### What is being asked
Could you rewrite these items, changing "wooden" to "timber" wherever it occurs and keeping everything else the same?

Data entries
------------
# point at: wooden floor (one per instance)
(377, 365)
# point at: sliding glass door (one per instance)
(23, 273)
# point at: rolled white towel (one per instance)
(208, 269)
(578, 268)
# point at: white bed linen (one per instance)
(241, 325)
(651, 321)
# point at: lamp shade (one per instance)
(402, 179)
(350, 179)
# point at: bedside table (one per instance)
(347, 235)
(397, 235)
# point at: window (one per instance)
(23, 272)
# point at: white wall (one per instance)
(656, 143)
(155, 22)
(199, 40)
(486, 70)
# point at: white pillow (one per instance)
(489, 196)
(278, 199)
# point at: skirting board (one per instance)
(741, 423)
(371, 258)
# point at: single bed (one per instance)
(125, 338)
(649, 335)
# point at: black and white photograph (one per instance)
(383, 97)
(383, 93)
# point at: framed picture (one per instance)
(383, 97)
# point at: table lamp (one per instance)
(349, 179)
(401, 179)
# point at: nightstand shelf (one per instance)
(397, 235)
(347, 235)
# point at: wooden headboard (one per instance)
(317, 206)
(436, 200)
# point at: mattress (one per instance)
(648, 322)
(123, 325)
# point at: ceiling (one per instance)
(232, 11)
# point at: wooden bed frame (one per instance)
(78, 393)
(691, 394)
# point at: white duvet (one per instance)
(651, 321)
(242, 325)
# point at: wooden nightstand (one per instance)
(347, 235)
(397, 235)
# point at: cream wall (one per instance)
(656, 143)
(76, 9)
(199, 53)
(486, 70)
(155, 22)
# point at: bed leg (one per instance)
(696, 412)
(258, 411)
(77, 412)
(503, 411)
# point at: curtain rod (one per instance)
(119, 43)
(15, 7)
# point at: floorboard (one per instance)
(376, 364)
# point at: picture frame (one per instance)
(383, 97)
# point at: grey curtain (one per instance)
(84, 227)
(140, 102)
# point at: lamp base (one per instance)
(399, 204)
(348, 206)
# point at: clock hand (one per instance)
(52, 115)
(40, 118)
------------
### Solved problem
# point at: timber floor (one per instance)
(377, 365)
# point at: sliding glass door (one per instance)
(23, 273)
# point at: rolled white towel (one per instance)
(208, 269)
(578, 268)
# point at: white bed linen (one per instance)
(241, 325)
(651, 321)
# point at: lamp shade (one per instance)
(402, 179)
(350, 179)
# point at: bedside table (one per instance)
(347, 235)
(397, 235)
# point at: window (one per instance)
(23, 272)
# point at: white wall (one per instance)
(656, 143)
(155, 22)
(199, 40)
(486, 70)
# point at: white pillow (one per instance)
(489, 196)
(278, 199)
# point at: skirting board (one per instance)
(741, 423)
(371, 258)
# point at: single bed (one per instance)
(125, 338)
(649, 335)
# point at: black and white photograph (one per instance)
(383, 97)
(383, 93)
# point at: framed picture (one per instance)
(383, 97)
# point at: table lamp (one per instance)
(349, 179)
(401, 179)
# point at: nightstand shelf (one per instance)
(397, 235)
(347, 235)
# point at: timber headboard (one per instance)
(317, 206)
(436, 200)
# point at: mattress (one per instance)
(648, 322)
(123, 325)
# point at: ceiling (one per instance)
(232, 11)
# point at: timber bed frame (one per instance)
(78, 393)
(691, 394)
# point at: white duvet (one per instance)
(651, 321)
(242, 325)
# point at: timber nightstand (one per instance)
(347, 235)
(397, 235)
# point at: cream wall (one per instance)
(656, 143)
(76, 9)
(199, 53)
(486, 70)
(155, 22)
# point at: bed leg (one per instance)
(696, 412)
(258, 411)
(77, 412)
(503, 411)
# point at: curtain rod (one per instance)
(119, 43)
(15, 7)
# point at: floorboard (one per instance)
(376, 364)
# point at: picture frame (one per instance)
(383, 97)
# point at: grey curtain (one per instance)
(84, 227)
(140, 102)
# point at: lamp base (one per instance)
(399, 204)
(348, 206)
# point at: clock hand (one per instance)
(52, 115)
(40, 118)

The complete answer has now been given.